__Stated exercise__: Can you turn each line of the data below into a Markdown table with the columns Row and Line, numbering the rows and skipping blank lines? Leave the pictures out of your answer.
::: Source data :::
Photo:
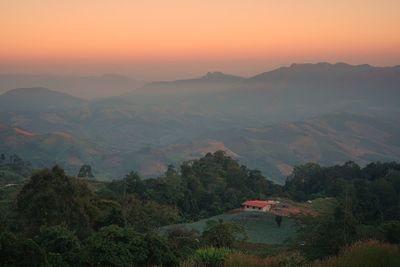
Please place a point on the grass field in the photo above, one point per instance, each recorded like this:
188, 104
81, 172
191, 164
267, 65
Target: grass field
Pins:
261, 227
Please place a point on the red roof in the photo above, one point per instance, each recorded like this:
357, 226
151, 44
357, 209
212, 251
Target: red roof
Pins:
257, 203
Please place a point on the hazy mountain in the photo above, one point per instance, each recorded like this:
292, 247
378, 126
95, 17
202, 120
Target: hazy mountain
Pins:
:::
__Solved exercise__:
| Row | Line |
|---|---|
| 1 | Photo: |
| 2 | Please place a point on the grass field in the photo above, one point per instance, each recorded like this: |
| 3 | 188, 104 |
| 4 | 81, 172 |
| 5 | 191, 164 |
| 6 | 267, 65 |
| 7 | Target: grass field |
| 8 | Pins: |
| 9 | 261, 227 |
| 10 | Please place a point on the red roof in the photo above, one point per instance, each recorded like this: |
| 11 | 357, 226 |
| 12 | 151, 44 |
| 13 | 357, 209 |
| 14 | 212, 251 |
| 15 | Target: red roof |
| 16 | Pins: |
| 17 | 257, 203 |
| 18 | Please place a point on the hazy mountain in the photo above, one point per instance, each recorded like this: |
| 19 | 292, 247 |
| 20 | 378, 126 |
| 21 | 95, 17 |
| 22 | 202, 120 |
| 23 | Target: hazy mountain |
| 24 | Pins: |